• Goal
Convert the records below into a JSON list of strings, with one string for each line and any blank lines omitted.

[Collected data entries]
--*--

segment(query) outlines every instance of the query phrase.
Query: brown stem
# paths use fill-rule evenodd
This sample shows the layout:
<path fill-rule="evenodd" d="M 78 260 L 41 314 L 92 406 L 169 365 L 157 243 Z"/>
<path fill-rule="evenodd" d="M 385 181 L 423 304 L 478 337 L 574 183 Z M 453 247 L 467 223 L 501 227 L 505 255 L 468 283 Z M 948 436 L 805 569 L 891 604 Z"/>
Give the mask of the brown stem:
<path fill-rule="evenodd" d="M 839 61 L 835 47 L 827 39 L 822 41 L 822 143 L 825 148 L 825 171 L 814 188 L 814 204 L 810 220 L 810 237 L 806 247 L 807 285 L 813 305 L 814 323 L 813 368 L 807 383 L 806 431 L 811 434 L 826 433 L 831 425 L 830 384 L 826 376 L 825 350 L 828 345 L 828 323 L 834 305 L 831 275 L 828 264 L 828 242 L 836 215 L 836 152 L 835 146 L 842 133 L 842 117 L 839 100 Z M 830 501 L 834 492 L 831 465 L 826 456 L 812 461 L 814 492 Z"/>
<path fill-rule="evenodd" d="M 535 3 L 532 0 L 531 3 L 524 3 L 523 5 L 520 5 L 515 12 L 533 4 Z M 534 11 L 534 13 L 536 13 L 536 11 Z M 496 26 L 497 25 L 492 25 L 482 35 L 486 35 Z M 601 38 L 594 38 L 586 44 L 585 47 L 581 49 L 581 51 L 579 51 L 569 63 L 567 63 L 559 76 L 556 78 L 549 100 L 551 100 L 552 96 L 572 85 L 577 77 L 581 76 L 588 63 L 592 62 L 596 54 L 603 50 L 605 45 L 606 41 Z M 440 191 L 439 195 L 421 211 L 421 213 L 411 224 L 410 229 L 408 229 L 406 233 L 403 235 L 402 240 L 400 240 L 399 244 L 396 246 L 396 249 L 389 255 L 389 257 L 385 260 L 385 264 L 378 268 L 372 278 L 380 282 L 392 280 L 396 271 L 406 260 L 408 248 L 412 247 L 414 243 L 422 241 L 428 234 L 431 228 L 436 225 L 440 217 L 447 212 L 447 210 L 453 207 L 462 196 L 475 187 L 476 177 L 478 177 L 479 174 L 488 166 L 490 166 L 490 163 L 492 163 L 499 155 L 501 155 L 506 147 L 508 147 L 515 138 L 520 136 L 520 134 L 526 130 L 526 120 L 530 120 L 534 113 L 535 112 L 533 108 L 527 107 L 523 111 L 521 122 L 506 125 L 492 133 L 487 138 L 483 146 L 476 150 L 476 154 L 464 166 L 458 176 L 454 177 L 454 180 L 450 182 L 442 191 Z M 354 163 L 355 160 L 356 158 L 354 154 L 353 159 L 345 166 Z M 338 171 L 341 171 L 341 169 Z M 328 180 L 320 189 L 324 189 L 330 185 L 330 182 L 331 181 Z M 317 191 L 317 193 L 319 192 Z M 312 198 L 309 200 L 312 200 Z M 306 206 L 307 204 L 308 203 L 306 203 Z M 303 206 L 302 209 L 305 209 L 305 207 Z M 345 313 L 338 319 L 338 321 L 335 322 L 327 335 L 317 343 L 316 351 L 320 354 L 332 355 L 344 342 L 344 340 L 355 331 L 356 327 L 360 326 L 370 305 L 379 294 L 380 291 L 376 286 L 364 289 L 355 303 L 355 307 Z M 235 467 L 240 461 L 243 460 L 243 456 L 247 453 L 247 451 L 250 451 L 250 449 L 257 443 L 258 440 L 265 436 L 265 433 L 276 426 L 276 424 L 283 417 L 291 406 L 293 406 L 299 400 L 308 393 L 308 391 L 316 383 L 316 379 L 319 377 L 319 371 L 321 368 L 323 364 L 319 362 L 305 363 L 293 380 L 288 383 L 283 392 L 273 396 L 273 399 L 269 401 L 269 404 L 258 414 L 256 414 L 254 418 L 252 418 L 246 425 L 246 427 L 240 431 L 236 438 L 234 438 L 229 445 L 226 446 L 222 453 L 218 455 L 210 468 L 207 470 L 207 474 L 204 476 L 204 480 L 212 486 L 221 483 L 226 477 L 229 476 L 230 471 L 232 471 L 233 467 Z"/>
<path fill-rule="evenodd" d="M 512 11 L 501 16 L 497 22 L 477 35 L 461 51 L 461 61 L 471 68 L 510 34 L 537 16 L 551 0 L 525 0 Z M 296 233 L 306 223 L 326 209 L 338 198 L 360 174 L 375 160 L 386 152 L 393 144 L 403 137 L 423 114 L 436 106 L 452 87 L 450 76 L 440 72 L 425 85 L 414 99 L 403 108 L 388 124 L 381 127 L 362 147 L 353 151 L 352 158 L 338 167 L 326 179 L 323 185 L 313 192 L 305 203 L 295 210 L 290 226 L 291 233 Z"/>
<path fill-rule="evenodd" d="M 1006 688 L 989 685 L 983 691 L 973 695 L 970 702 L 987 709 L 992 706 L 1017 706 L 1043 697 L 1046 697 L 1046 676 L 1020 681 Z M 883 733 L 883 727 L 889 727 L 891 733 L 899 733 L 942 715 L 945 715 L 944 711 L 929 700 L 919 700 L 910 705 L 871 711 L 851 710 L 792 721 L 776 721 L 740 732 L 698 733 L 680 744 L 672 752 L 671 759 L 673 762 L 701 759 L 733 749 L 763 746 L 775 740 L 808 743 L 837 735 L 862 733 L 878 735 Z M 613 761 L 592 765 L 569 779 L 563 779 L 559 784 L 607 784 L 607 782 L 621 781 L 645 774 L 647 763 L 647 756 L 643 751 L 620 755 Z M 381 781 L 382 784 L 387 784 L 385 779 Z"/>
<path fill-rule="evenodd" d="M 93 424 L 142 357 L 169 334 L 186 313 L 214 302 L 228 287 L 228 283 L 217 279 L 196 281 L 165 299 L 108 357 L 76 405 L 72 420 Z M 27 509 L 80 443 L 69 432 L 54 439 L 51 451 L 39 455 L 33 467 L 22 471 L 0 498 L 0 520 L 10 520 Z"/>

--*--

• Complete output
[
  "segment(query) outlines every instance of the query phrase.",
  "Query: brown stem",
  "# paths use fill-rule evenodd",
  "This sample shows the layout:",
  "<path fill-rule=\"evenodd\" d=\"M 78 260 L 41 314 L 92 406 L 169 365 L 157 243 Z\"/>",
  "<path fill-rule=\"evenodd\" d=\"M 385 181 L 423 304 L 478 337 L 574 183 Z M 453 247 L 467 223 L 501 227 L 505 255 L 468 283 Z M 948 436 L 805 569 L 891 604 Z\"/>",
  "Give the mask of the brown stem:",
  "<path fill-rule=\"evenodd\" d=\"M 839 61 L 835 47 L 827 39 L 822 41 L 822 143 L 825 148 L 825 171 L 814 188 L 814 204 L 810 220 L 810 237 L 806 247 L 807 285 L 813 305 L 814 323 L 813 368 L 807 383 L 806 431 L 811 434 L 826 433 L 831 425 L 830 384 L 826 376 L 825 350 L 828 345 L 828 323 L 834 305 L 831 275 L 828 264 L 828 242 L 836 215 L 836 152 L 835 146 L 842 133 L 842 117 L 839 100 Z M 830 501 L 834 492 L 831 465 L 826 456 L 812 461 L 814 492 Z\"/>",
  "<path fill-rule=\"evenodd\" d=\"M 535 3 L 532 0 L 531 3 L 524 3 L 523 5 L 520 5 L 515 12 L 533 4 Z M 534 11 L 534 13 L 536 13 L 536 11 Z M 496 26 L 497 25 L 492 25 L 482 35 L 486 35 Z M 601 38 L 594 38 L 586 44 L 585 47 L 581 49 L 581 51 L 579 51 L 569 63 L 567 63 L 559 76 L 556 78 L 549 100 L 551 100 L 552 96 L 572 85 L 577 77 L 581 76 L 588 63 L 592 62 L 596 54 L 603 50 L 605 45 L 606 41 Z M 440 191 L 439 195 L 421 211 L 421 213 L 411 224 L 410 229 L 408 229 L 406 233 L 403 235 L 402 240 L 400 240 L 399 244 L 396 246 L 396 249 L 389 255 L 389 257 L 385 260 L 385 264 L 378 268 L 372 278 L 380 282 L 392 280 L 396 271 L 406 260 L 408 248 L 412 247 L 414 243 L 422 241 L 428 234 L 431 228 L 436 225 L 440 217 L 447 212 L 447 210 L 453 207 L 462 196 L 475 187 L 476 177 L 478 177 L 479 174 L 488 166 L 490 166 L 490 163 L 492 163 L 499 155 L 501 155 L 506 147 L 508 147 L 515 138 L 520 136 L 520 134 L 526 130 L 526 120 L 530 120 L 534 113 L 535 112 L 533 108 L 527 107 L 523 111 L 521 122 L 506 125 L 492 133 L 487 138 L 483 146 L 476 150 L 476 154 L 464 166 L 458 176 L 454 177 L 454 180 L 450 182 L 442 191 Z M 354 163 L 355 160 L 356 158 L 354 154 L 353 159 L 345 166 Z M 338 171 L 341 171 L 341 169 Z M 328 180 L 320 189 L 324 189 L 330 185 L 330 182 L 331 181 Z M 317 191 L 317 193 L 319 192 Z M 312 198 L 309 200 L 312 200 Z M 306 206 L 307 204 L 308 203 L 306 203 Z M 303 206 L 302 209 L 305 209 L 305 207 Z M 345 313 L 338 319 L 338 321 L 335 322 L 327 335 L 317 343 L 316 351 L 320 354 L 332 355 L 344 342 L 344 340 L 355 331 L 356 327 L 360 326 L 370 305 L 379 294 L 380 291 L 376 286 L 364 289 L 355 303 L 355 307 Z M 235 467 L 240 461 L 243 460 L 243 456 L 247 453 L 247 451 L 250 451 L 250 449 L 257 443 L 258 440 L 265 436 L 265 433 L 276 426 L 276 424 L 283 417 L 291 406 L 293 406 L 299 400 L 308 393 L 308 391 L 316 383 L 316 379 L 319 377 L 319 371 L 321 368 L 323 364 L 319 362 L 305 363 L 293 380 L 288 383 L 283 392 L 273 396 L 273 399 L 269 401 L 269 404 L 258 414 L 256 414 L 254 418 L 252 418 L 246 425 L 246 427 L 240 431 L 236 438 L 234 438 L 229 445 L 226 446 L 222 453 L 218 455 L 210 468 L 207 470 L 207 474 L 204 476 L 204 480 L 212 486 L 221 483 L 226 477 L 229 476 L 230 471 L 232 471 L 233 467 Z\"/>",
  "<path fill-rule=\"evenodd\" d=\"M 512 11 L 501 16 L 497 22 L 477 35 L 461 51 L 461 61 L 471 68 L 510 34 L 537 16 L 551 0 L 525 0 Z M 296 233 L 306 223 L 326 209 L 338 198 L 360 174 L 375 160 L 386 152 L 393 144 L 403 137 L 423 114 L 436 106 L 452 87 L 450 76 L 440 72 L 425 85 L 414 99 L 403 108 L 388 124 L 381 127 L 362 147 L 353 151 L 352 158 L 338 167 L 326 179 L 323 185 L 313 192 L 305 203 L 295 210 L 290 226 L 291 233 Z\"/>",
  "<path fill-rule=\"evenodd\" d=\"M 1006 688 L 989 685 L 983 691 L 973 695 L 970 702 L 987 709 L 992 706 L 1017 706 L 1043 697 L 1046 697 L 1046 676 L 1020 681 Z M 883 733 L 883 727 L 889 727 L 891 733 L 899 733 L 942 715 L 945 715 L 944 711 L 929 700 L 919 700 L 910 705 L 871 711 L 851 710 L 792 721 L 776 721 L 740 732 L 698 733 L 680 744 L 672 752 L 671 759 L 673 762 L 701 759 L 733 749 L 763 746 L 775 740 L 808 743 L 837 735 L 862 733 L 878 735 Z M 613 761 L 592 765 L 569 779 L 563 779 L 559 784 L 607 784 L 607 782 L 621 781 L 645 774 L 647 763 L 647 756 L 643 751 L 620 755 Z M 381 781 L 382 784 L 387 784 L 385 779 Z\"/>",
  "<path fill-rule=\"evenodd\" d=\"M 93 424 L 142 357 L 169 334 L 186 313 L 214 302 L 228 287 L 228 283 L 217 279 L 196 281 L 165 299 L 108 357 L 76 405 L 72 420 Z M 27 509 L 80 443 L 69 432 L 54 439 L 51 451 L 39 455 L 33 467 L 22 471 L 0 498 L 0 520 L 10 520 Z\"/>"
]